> _CONSIGNES_:
a) Relevez, par leur intitulé, les perfectionnements que l'extrait sur le Rapport sur le Développement Humain annonce pour le concept original d'HDI.
b) D'après l'extrait sur le Rapport sur le Développement Humain, à quelle place le Japon tombe-t-il parmi les 30 pays industrialisés lorsque le HDI est corrigé selon les inégalités entre sexes ?
c) Rédigez la suite de l'extrait sur le Rapport sur le Développement Humain à partir de sa dernière phrase.

> _EXTRAIT_:
**********
Le Rapport sur le Développement Humain de cette année ajoute divers perfectionnements au concept original d'HDI:
- des indicateurs meilleurs: le degré d'éducation est calculé de manière plus ample, en utilisant les année de fréquentation scolaire outre que l'alphabétisation des adultes. En outre le revenu inférieur au seuil de pauvreté est mesuré maintenant selon une échelle progressive descendante au lieu qu'au zéro fixe. La classification de l'HDI modifié voit, parmi les pays industrialisés, le Japon à la première place et la Roumanie à la dernière; parmi ceux en voie de développement, les Barbades en tête et le Sierra Leone à la fin.
- Des inégalités sexuelles: pour 30 pays qui disposaient d'informations suffisantes, des HDI séparés par sexe ont été préparés. Ils montrent que les inégalités sexuelles sont grandes dans beaucoup de pays en voie de développement. Au Kenya l'HDI féminin n'est que la moitié du HDI masculin. Dans les pays industrialisés les inégalités sexuelles se sont réduites (notamment pour l'éducation primaire), mais elles sont encore fortes par rapport à l'éducation supérieure, la participation à la force de travail et les niveaux salariaux. Au Japon, le pourcentage de revenu national gagné par les femmes est de 26% de celui des hommes. Le HDI corrigé selon les inégalités entre sexes fait tomber le Japon de la première place de la classification des 30 pays industrialisés à la 17ème place, alors que la Finlande passe de la douzième à la première place.
- distribution du revenu: pour les pays avec de gros écarts entre riches et pauvres les moyennes nationales sont fourvoyantes. Des estimations de HDI sensibles à la distribution du revenu national ont été préparées pour 53 nations: elles indiquent que la valeur des résultats de développement humain atteints diminue énormément si ceux-ci sont divisés de manière non équitable. Le HDI de beaucoup de pays, parmi lesquels le Népal, le Brésil et la Cote-d'Ivoire, tombe de plus de 10% lorsqu'il est corrigé selon la distribution du revenu.
**********
> _LIGNES RÉPERTORIÉES_:
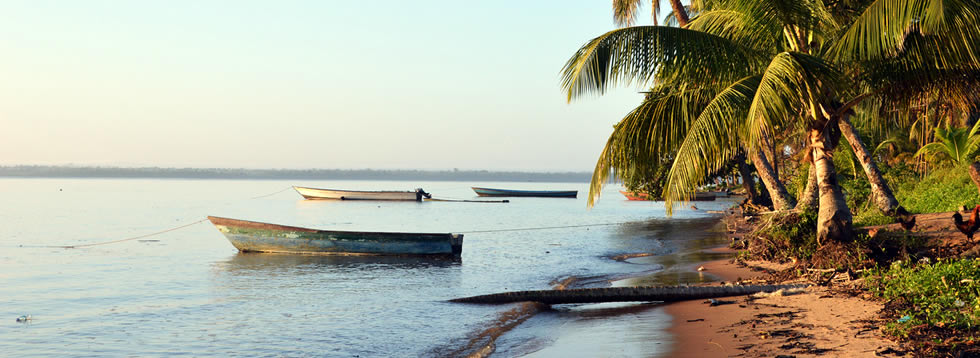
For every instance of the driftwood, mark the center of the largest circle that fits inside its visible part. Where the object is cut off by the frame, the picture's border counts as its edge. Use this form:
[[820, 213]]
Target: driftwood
[[623, 294]]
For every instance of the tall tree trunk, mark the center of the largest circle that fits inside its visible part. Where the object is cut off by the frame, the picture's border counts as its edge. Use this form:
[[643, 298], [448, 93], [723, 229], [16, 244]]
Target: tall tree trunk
[[975, 174], [747, 182], [834, 218], [810, 196], [679, 12], [881, 194], [781, 200]]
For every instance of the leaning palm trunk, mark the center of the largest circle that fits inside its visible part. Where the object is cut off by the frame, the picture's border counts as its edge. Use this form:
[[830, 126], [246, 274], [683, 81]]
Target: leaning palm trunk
[[781, 200], [833, 218], [747, 182], [810, 197], [881, 194], [679, 12], [623, 294]]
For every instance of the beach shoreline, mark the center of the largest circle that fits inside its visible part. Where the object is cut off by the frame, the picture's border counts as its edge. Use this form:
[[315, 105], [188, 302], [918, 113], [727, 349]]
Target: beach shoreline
[[820, 321]]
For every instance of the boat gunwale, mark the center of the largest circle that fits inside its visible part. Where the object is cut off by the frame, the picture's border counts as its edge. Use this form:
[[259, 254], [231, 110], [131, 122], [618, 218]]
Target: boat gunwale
[[357, 191], [223, 221]]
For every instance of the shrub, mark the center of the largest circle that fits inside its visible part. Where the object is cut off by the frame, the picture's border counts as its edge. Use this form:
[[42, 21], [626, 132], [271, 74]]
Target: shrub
[[943, 294]]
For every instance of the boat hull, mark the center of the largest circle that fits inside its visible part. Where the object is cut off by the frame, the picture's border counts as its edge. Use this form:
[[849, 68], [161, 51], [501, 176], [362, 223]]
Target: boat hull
[[527, 193], [253, 236], [333, 194]]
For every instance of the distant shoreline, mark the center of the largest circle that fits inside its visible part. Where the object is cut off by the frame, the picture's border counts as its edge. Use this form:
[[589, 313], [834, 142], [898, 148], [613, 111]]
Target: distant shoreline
[[41, 171]]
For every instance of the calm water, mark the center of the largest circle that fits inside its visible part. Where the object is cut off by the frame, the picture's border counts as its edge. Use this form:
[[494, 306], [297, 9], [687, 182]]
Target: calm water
[[189, 292]]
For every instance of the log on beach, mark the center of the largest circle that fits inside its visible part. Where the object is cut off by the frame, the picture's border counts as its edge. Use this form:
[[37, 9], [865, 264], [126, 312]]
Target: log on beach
[[623, 294]]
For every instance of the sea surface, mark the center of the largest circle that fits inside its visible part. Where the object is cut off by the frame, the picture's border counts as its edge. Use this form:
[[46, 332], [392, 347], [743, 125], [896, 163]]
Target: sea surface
[[188, 292]]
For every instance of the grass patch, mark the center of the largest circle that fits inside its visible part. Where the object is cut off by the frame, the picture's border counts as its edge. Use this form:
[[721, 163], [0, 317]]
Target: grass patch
[[944, 189], [935, 305]]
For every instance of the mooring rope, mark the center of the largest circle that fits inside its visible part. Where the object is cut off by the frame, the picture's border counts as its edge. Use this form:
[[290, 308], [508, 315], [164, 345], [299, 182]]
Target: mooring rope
[[543, 228], [116, 241], [262, 196]]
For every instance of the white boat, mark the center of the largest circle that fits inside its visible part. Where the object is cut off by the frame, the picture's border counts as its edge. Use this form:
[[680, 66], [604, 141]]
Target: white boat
[[335, 194]]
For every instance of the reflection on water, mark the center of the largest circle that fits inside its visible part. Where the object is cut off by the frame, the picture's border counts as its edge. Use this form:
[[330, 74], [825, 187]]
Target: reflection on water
[[189, 292], [280, 262]]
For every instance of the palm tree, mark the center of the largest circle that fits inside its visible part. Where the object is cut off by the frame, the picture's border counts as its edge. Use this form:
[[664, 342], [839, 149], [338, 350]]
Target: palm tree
[[624, 11], [956, 145], [778, 64]]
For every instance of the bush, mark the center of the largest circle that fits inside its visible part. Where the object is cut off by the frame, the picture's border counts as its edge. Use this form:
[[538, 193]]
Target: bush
[[942, 190], [943, 294]]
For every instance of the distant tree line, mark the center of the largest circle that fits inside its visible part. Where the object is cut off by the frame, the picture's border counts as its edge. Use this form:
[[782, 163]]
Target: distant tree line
[[38, 171]]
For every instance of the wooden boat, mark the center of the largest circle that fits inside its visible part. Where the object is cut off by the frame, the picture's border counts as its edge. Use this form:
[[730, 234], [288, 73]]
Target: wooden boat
[[635, 196], [334, 194], [253, 236], [534, 193], [699, 196]]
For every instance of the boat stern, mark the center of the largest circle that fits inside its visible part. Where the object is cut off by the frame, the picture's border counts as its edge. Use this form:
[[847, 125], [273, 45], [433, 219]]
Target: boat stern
[[456, 241]]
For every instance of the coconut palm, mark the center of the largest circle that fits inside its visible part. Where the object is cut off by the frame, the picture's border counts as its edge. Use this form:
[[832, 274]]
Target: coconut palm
[[625, 11], [771, 64], [956, 145]]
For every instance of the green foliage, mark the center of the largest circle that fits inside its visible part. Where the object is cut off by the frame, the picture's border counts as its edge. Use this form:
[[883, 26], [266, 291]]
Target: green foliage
[[871, 217], [943, 294], [944, 189], [786, 235], [956, 145]]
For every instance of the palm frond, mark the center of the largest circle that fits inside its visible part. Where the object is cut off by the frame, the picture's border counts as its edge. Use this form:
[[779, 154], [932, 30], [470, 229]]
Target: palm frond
[[647, 137], [634, 55], [712, 140], [786, 86], [884, 29]]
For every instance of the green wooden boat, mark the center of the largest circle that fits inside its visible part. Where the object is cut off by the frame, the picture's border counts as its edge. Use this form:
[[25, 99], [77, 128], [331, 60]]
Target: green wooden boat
[[253, 236]]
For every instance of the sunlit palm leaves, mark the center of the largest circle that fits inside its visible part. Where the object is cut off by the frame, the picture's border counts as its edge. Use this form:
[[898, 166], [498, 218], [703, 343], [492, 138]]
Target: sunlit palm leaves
[[958, 145], [632, 56]]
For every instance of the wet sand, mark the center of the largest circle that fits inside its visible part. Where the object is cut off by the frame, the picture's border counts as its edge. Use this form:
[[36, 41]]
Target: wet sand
[[817, 322]]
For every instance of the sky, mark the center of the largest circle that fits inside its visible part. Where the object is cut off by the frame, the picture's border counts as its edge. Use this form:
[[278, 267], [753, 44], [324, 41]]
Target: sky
[[294, 84]]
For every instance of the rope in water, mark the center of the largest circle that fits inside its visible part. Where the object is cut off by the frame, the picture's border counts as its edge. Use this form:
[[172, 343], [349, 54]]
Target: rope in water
[[262, 196], [288, 188], [118, 241], [542, 228]]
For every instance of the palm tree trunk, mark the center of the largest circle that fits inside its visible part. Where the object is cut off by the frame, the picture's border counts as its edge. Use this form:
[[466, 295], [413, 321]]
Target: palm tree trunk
[[781, 200], [747, 183], [834, 218], [809, 198], [881, 194], [680, 13]]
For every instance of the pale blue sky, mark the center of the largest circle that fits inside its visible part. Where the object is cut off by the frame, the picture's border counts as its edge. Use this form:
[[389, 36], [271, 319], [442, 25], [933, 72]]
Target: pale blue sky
[[301, 84]]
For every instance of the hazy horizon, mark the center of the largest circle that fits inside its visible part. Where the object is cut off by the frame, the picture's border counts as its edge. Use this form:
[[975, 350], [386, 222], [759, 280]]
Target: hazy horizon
[[301, 84]]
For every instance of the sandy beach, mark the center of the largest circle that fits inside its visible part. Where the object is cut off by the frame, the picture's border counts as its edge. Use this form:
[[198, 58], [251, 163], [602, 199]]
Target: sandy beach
[[817, 322]]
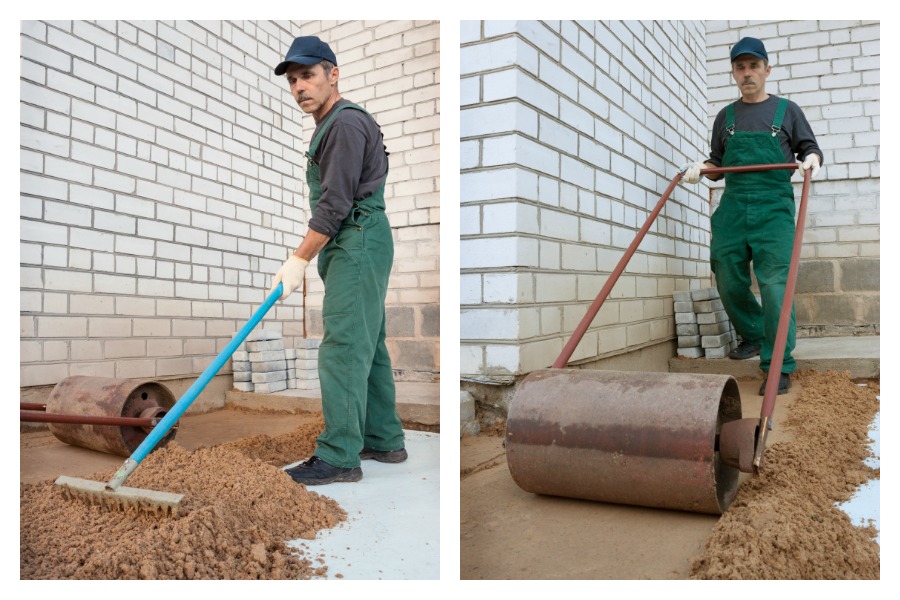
**********
> _CORRIGÉ_:
a)
- des indicateurs meilleurs
- des inégalités sexuelles
- distribution du revenu

b) Le Japon tombe à la 17ème place.

c)
- Progrès humain: une tentative de calculer les changements dans le temps du développement humain (de 1970 à 1985) montre que beaucoup de pays moins développés d'Afrique ont fait de bons progrès dans la période en question, Même lorsque l'augmentation du PNB par tête d'habitant a été basse ou négative.
- Liberté humaine: un indice de la liberté humaine basé sur 40 indicateurs de liberté pour 80 pays a été présenté. Même si beaucoup de recherches sont encore nécessaires, on peut tirer une première conclusion: la tendance est d'avoir de hauts niveaux de développement humain dans le cadre d'une situation de hauts niveaux de liberté.
L'Indice du Développement Humain comme mesure utile du progrès socio-économique est déjà en train d'obtenir d'amples reconnaissances. De toute façon le docteur Mahbub ul Haq, auteur principal du Rapport, avertit que "beaucoup de perfectionnements seront encore nécessaires avant que le HDI puisse être utilisé en pleine confiance pour interpréter la réalité et prendre des décisions politiques cruciales."